本文:
----------------
クラウド・ファンディング(crowd funding)を巡る無想

 考えがまとまらないだが、このところ思っていたことをとりあえず、書いておきたい。いちおう、話は、クラウド・ファンディング(crowd funding)と地域問題に関連する。
 クラウド・ファンディングとは、群衆(crowd)と資金調達(funding)から成る造語であるように、群衆から資金調達をする仕組みである。
 カタカナだと似てしまうが、クラウド・コンピューティング(cloud computing)とは直接は関係ない。こちらの「クラウド」は雲に例えたインターネットのことだ。ただし、直接関係ないが微妙に関係もなくもない。群衆(crowd)と資金調達(funding)するのには、雲(cloud)=インターネットを使うことが多いからだ。
 こうした基礎的な話は、このブログでくだくだ書くことでもないが、「なぜ、今、クラウド・ファンディングなのか」というと、いろんな議論があるが、私が注視しているのは、「これが資本主義(capitalism)の未来形」だという可能性だ。
----------------
収集データ:

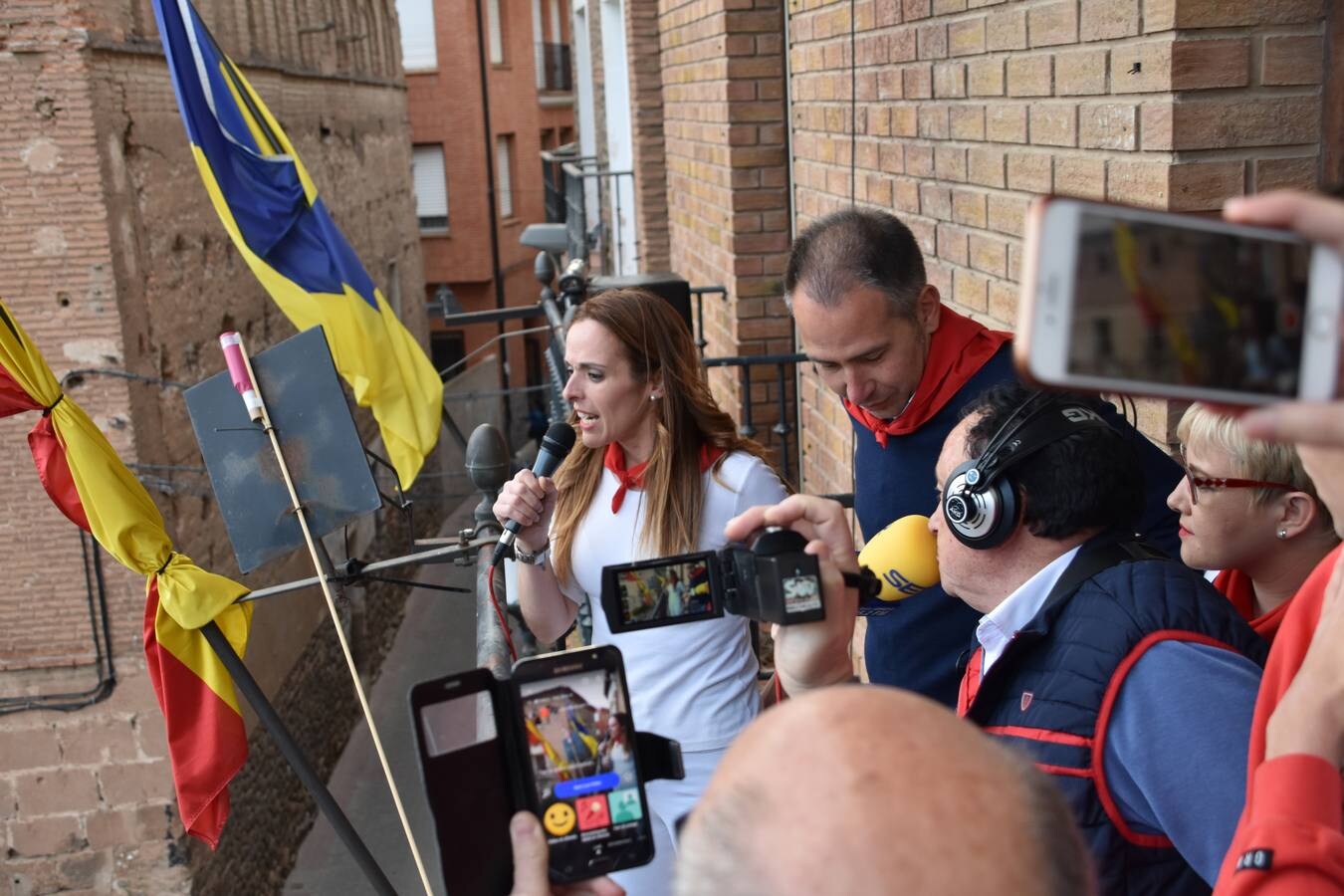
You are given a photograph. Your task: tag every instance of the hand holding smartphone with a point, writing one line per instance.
----------------
課題: 本文のうち、「カタカナだと似てしまうが、ク」から始まって「の未来形」だという可能性だ。」まで続く部分を、一字も変えずに書き出しなさい。

解答:
カタカナだと似てしまうが、クラウド・コンピューティング(cloud computing)とは直接は関係ない。こちらの「クラウド」は雲に例えたインターネットのことだ。ただし、直接関係ないが微妙に関係もなくもない。群衆(crowd)と資金調達(funding)するのには、雲(cloud)=インターネットを使うことが多いからだ。
 こうした基礎的な話は、このブログでくだくだ書くことでもないが、「なぜ、今、クラウド・ファンディングなのか」というと、いろんな議論があるが、私が注視しているのは、「これが資本主義(capitalism)の未来形」だという可能性だ。